■ WHAT IS BEING ASKED
Copy the lines of the listing below word for word. Begin at the line that contains "# test: point to the concrete promenade, one" and stop after the line that contains "Query: distant pedestrian".

___ DATASET EXTRACT ___

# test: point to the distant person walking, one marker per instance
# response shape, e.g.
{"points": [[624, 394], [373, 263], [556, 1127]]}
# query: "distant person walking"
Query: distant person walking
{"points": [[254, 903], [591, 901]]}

___
___ DATASET EXTRACT ___

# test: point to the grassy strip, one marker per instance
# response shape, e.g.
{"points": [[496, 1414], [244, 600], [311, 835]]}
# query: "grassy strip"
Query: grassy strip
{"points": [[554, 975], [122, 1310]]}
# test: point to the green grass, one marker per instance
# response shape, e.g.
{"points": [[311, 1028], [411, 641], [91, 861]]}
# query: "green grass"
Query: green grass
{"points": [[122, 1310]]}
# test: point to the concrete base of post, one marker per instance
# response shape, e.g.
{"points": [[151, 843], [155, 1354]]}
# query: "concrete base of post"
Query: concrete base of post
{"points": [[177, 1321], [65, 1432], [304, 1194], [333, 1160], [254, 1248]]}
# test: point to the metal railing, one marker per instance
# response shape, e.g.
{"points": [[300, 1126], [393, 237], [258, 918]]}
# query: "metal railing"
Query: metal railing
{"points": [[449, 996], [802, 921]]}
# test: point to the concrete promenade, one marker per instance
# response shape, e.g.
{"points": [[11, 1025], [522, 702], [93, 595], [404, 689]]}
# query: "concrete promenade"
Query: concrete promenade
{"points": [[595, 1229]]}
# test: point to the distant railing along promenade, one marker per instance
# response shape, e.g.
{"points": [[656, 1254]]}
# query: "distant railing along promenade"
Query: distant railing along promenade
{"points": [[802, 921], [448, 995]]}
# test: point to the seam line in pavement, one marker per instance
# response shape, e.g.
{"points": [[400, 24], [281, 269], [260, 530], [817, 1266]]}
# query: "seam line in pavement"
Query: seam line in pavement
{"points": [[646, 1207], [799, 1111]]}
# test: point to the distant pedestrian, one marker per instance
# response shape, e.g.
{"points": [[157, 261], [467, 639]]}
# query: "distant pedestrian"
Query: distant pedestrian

___

■ TASK ANSWER
# test: point to the concrete promenade, one marker per instance
# response shape, e.g.
{"points": [[11, 1025], [522, 702], [93, 595], [404, 689]]}
# query: "concrete promenade"
Query: concrete promenade
{"points": [[595, 1229]]}
# test: point to the distant railing along promenade, one marker per instance
# response shape, e.g.
{"points": [[656, 1254]]}
# query: "distant railing along promenade"
Query: distant railing along promenade
{"points": [[802, 921], [448, 995]]}
# test: point to the seam line in pavement, one marker per instance
# response shape, e.g.
{"points": [[400, 24], [281, 269], [260, 530], [817, 1266]]}
# query: "seam line in pavement"
Query: seam line in pavement
{"points": [[646, 1207], [799, 1111]]}
# test: point to the distant pedestrian, one marker per instance
# response shape, e.g.
{"points": [[157, 261], [467, 639]]}
# query: "distant pedestrian"
Query: distant pedestrian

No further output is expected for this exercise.